(Stored entries)
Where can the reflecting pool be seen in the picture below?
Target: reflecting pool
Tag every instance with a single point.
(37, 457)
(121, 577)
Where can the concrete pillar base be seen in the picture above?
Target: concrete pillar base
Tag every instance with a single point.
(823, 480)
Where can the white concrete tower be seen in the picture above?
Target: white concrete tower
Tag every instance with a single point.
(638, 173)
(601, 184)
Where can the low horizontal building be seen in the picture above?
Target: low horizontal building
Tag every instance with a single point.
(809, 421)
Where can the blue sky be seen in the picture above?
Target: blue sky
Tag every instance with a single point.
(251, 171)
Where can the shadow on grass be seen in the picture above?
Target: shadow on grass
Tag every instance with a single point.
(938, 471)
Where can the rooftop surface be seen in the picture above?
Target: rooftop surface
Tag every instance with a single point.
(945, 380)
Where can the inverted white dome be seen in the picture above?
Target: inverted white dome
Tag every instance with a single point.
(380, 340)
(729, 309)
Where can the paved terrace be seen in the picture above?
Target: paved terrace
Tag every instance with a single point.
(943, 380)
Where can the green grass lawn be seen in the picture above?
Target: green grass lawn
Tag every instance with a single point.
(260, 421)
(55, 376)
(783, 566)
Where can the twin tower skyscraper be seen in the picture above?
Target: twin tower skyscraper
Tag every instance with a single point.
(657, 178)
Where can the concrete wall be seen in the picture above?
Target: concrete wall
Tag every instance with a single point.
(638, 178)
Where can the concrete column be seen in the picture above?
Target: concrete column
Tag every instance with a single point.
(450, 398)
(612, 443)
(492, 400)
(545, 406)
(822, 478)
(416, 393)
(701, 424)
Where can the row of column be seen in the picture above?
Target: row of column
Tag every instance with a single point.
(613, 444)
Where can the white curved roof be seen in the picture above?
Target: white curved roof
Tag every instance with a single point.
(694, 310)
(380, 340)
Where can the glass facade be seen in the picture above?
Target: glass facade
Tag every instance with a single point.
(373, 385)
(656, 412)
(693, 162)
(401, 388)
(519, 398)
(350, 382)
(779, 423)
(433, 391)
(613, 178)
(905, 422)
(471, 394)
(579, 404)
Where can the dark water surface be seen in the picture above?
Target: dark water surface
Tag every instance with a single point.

WHAT IS NEEDED – In the entries above, the lines from the one bearing "Target: shadow on grass" up to and including the one bearing "Target: inverted white dome" should be transcribed exactly; no other line is wanted.

ANSWER TO THE PROBLEM –
Target: shadow on grass
Tag every instance with a single point.
(938, 471)
Where can the rooftop surface be seen in the picture above?
Target: rooftop surface
Tag every instance with a single point.
(945, 380)
Where can the inverted white dome be seen in the picture above?
Target: inverted white dome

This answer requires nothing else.